_Kaynak_
Dengbêj Şakiro, yedi yaşından beri kilam okumaya başlar ve sesi herkesin dikkatini çeker. Farklı gırtlak ses yapısı çocukluğundan itibaren çevrede ilgi ile karşılanır. Daha o yaşlarda dengbêjlik divanlarına katılmaya başlar, kilam okumaya başlar. Çevre köylerden, kendilerine kilam okuması için davet gönderilir
Mehdî Tanrıkulu
Kürt toplumunun ünlü sanatçısı, Dengbêjlerin Şahı; Dengbêj Şakıro’yu saygıyla anarken…
Halkların üretim ve yaratım tarihlerinde, bu süreçlerinin yaratıcılık yönünü belirleyen, o halkın yatırımının ürünü olarak, o süreçlerin üreticisi, yaratıcısı kişiliklerini oluştururlar, üretirler. Bu kişilikler o halkın yaşadığı yaşamsal sorunlarına çözüm olarak doğarlar. Bu durum yaşamın bütün alanlarında belirgin olarak görülebilmektedir. Siyasi, felsefi, bilimsel, sağlık, kültür ve sanat alanlarında v.b. toplumsal yaşamın her alanında böylesi gelişmeler, halkın yaşadığı yaşamsal sorunların çözümü için yaşanan feryada yetişmeye çalışırlar. Böylece, Dengbêjler, toplumun aydını ve Kürt kültür sanat ve dilinin mücadele öncüleridirler. Kilamları ürettikleri koşullar, Kürtçe konuşmanın yasak olduğu, Kürtçe dilinin yasak olduğu koşullardır. Mevcut yasaklamalara karşı; gizlice kilamlarını okumuşlardır. Köy köy dolaşıp Dengbêj Divanları’nı oluşturup kilamlarını saatlerce, günlerce okumuşlar, Kürdün toplumsal duygularını dile getirmişler, canlı tutmuşlardır. Bu koşullardaki toplumsal gerçeklik, koşullara göre yasaklara karşı mücadele gerçekliğidir. Kürt toplumu bu koşullarda yasaklıdır, yaralıdır, yere serilmiş yaralı bir beden gibi inlemekte ve havar havar feryat etmektedir!.. Toplum feryat, havar çığlığı ile beraber kendi öncülerini de yaratır. Siyasi alanda öncülerini, aydınlarını, kurtarıcılarını yarattığı gibi, kültür sanat alanında da duygu yoğunluğunu motife edecek, sanatçılarını yani dengbêjlerini de yaratmıştır.

_Verilen Bilgiler_

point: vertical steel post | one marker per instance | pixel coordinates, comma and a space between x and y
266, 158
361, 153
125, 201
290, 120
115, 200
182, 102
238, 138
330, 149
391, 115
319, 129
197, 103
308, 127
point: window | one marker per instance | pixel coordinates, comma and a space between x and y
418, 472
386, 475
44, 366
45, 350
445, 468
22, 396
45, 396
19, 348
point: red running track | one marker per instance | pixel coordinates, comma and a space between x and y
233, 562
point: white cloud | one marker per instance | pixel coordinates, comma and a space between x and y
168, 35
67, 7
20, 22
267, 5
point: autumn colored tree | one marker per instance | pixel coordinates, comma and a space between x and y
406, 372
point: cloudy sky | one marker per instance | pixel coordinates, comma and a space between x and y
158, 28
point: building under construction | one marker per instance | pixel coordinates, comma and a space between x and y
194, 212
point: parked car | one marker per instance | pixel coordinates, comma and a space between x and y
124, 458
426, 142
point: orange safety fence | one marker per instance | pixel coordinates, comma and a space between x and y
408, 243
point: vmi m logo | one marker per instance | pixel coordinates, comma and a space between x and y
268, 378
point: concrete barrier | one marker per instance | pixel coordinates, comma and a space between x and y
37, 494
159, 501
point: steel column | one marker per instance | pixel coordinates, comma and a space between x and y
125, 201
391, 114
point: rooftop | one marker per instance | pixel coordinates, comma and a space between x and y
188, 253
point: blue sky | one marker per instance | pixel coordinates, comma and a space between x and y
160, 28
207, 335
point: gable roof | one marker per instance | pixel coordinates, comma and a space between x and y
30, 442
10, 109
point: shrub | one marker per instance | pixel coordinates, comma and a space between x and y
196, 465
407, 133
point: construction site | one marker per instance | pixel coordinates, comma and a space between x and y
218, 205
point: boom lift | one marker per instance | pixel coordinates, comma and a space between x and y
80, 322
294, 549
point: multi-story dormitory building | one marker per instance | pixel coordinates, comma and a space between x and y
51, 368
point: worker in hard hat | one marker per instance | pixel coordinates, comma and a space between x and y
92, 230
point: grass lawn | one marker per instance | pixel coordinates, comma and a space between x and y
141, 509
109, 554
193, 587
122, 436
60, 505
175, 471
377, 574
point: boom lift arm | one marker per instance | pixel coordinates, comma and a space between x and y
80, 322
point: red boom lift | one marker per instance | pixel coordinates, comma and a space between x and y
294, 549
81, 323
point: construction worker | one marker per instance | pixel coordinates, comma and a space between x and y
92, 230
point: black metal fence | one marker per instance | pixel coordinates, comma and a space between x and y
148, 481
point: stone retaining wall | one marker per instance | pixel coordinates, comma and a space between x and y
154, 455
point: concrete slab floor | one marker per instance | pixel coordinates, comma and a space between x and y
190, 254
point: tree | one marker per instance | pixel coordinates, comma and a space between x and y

_Çözülecek Problemler_
(a) Dengbêj Şakiro metnine göre aşağıdaki ifadelerin her biri doğru mudur? Her biri için evet ya da hayır deyin ve kararı belirleyen sözleri metinden aynen aktarın.
(i) Şakiro kilam okumaya yedi yaşında başlamıştır.
(ii) Dengbêjler kilamlarını yasaklara uyarak açıkça okumuşlardır.
(iii) Toplum öncülerini yalnızca siyasi alanda yaratır.
(b) Dengbêj Şakiro metnine göre dengbêjlerin kilamlarını gizlice okumalarının nedenini bir ila üç cümleyle açıklayın.
(c) Dengbêj Şakiro metnini son cümlesinden sonra gelecek biçimde sürdürün.

_Alıştırma Sonuçları_
(a)
(i) Evet: "Dengbêj Şakiro, yedi yaşından beri kilam okumaya başlar"
(ii) Hayır: "Mevcut yasaklamalara karşı; gizlice kilamlarını okumuşlardır."
(iii) Hayır: "Siyasi alanda öncülerini, aydınlarını, kurtarıcılarını yarattığı gibi, kültür sanat alanında da duygu yoğunluğunu motife edecek, sanatçılarını yani dengbêjlerini de yaratmıştır."

(b) Dengbêjler kilamlarını Kürtçe konuşmanın ve Kürtçe dilinin yasak olduğu koşullarda üretmişlerdir. Bu yasaklamalara karşı kilamlarını gizlice okumuşlardır.

(c)
Kürt sanatında özgün müzik tarzı olarak Dengbêjlik, Kürt toplumunun yaşadığı sıkıntılı koşulların yansıması olarak dengbêjlik kilamları ağırlıklı olarak acıyı, üzüntüyü dile getirmiştir. Kilamlar ve kilam öyküleri, acı dolu öykülerdir, çatışma, hüzünlü aşk öyküleri, ağır olayları işlemişlerdir, toplum vicdanında yer edinmiş kahramanları işlemişlerdir. Bu nedenle Kürt dengbêjlerinin kilamları, Kürt toplumunun yakarışlarını dile getirmişlerdir. Salih û Nûrê, Çemê Çetelê, Kekê Xiyasedîn vb. kilamlarda dile gelen, yaşanan acı dolu öykülere örnektir.
Kürt toplumunun ünlü dengbêji, Dengbêj Şakiro, bilindiği kadarıyla 25 Aralık 1936 yılında Ağrı Eleşkirt’in Kelê (Toprakkale) köyünde dünyaya gelmiştir. Şakıro’nun babasının ismi Bedih Deniz’dir, Kürtler, Şakiro’nun babasını Bedihê Mihê Zîlî olarak tanır. Dengbêj Şakiro’nun ailesi Zilan bölgesindendir. Yaşadığı dönemin olaylarının büyük etkisini yaşamış Dengbêj Şakiro’nun özgün dengbêjlik ezgileri ve içeriği; yaşanan Zilan katliamı, Dersim, Şeyh Said vb. olayların etkisi ile şekillenmiştir.
Aile Elegez’den gelir
Şakiro’nun dedesi Mihê Zîlî, yirminci yüzyılın başlarında Erivan bölgesindeki Qerqa köyünde yaşamıştır. Qerqa, Elegez Dağı’nın eteklerinde ve Ermenistan sınırları içinde bulunan köylerden biridir. Mihê, Ermenistan’dan gelerek Ağrı Eleşkirt Kelê (Toprakkale) köyüne yerleşir. Mihê Zîlî yedi çocuk babası olup çocuklarından biri de zamanının çok bilinen dengbêjlerinden biri olan Xalid’dir.
Resmi kimlik kaydına göre 1936 doğumlu olan Şakiro, kardeşi Teyfîq’e göre 1931 yılında Toprakkale köyünde dünyaya gelmiştir. Şakiro, daha beş yaşında bir çocukken babası Bedih, ailece Ağrı Tutak’ın Cemalverdi köyüne taşınır. Cemalverdi ayrıca ünlü Kürt dengbêjî Evdalê Zeynikê ve Bedîhê Kor (Bedîhê Çavşûş)’un da yaşadığı köydür.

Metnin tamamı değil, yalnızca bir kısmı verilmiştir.